◆ **PROBLEM SET**:
1. Which letter symbols does the ferrule fabrication excerpt use to name distances or spacings?
2. Set down, word for word, the part of the ferrule fabrication excerpt that opens with the words containing "The canes 400 are disposed" and closes with "on fabrication structure 550.".
— begin TEXT EXCERPT —
The canes 400 are disposed on an upper surface 512 of a large glass
support sheet 510 to form a fabrication structure 550. The large
support sheet 510 is glass and is made of the same glass material
as support substrate 110. The canes 400 are arranged to lie in the
y-direction and are spaced apart in the x-direction. The alignment
and spacing of pairs of canes 400 correspond to the desired
alignment and spacing SC of alignment members 42A and 42B of
ferrule 145.
[0089] In an example, an alignment fixture 450 facilitates the
alignment and spacing of canes 400 on fabrication structure 550.
FIG. 6B is a close-up top-down view of an example alignment fixture
450 that has a main body portion 451 with two prongs 452 extending
in the same direction therefrom. The prongs 452 have a
center-to-center spacing SC, as shown in FIG. 6B. Two alignment
fixtures 450 are used for each pair of canes 400; one at the front
ends 402 and one at the back ends 404. The prongs 452 are inserted
into and reside within respective bores 406 of the two adjacent
canes 400 in the pair of canes. It is noted that the alignment
fixture 450 of FIG. 6B can also be used to position and align
alignment members 42A and 42B on PIC 21 to form coupling apparatus
40.
[0090] The arrangement of canes 400 of FIG. 6A includes cut lines
410 that run in both the x-direction and the y-direction on
fabrication structure 550. The cut lines 410 that run in the
x-direction are spaced apart in the y-direction by the distance L
while the cut lines that run in the y-direction are spaced apart in
the x-direction by a distance WF, which as noted above is the
overall width of ferrule 145 and thus the overall width of ferrule
assembly 100.
— end TEXT EXCERPT —
— begin GIVEN INFORMATION —
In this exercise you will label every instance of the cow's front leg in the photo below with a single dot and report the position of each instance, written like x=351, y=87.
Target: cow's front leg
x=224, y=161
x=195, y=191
— end GIVEN INFORMATION —
◆ **SOLUTION LIST**:
1.
- SC: the spacing of alignment members 42A and 42B, and the center-to-center spacing of prongs 452
- L: the distance by which the cut lines running in the x-direction are spaced apart in the y-direction
- WF: the distance by which the cut lines running in the y-direction are spaced apart in the x-direction, which is the overall width of ferrule 145

2.
The canes 400 are disposed on an upper surface 512 of a large glass
support sheet 510 to form a fabrication structure 550. The large
support sheet 510 is glass and is made of the same glass material
as support substrate 110. The canes 400 are arranged to lie in the
y-direction and are spaced apart in the x-direction. The alignment
and spacing of pairs of canes 400 correspond to the desired
alignment and spacing SC of alignment members 42A and 42B of
ferrule 145.
[0089] In an example, an alignment fixture 450 facilitates the
alignment and spacing of canes 400 on fabrication structure 550.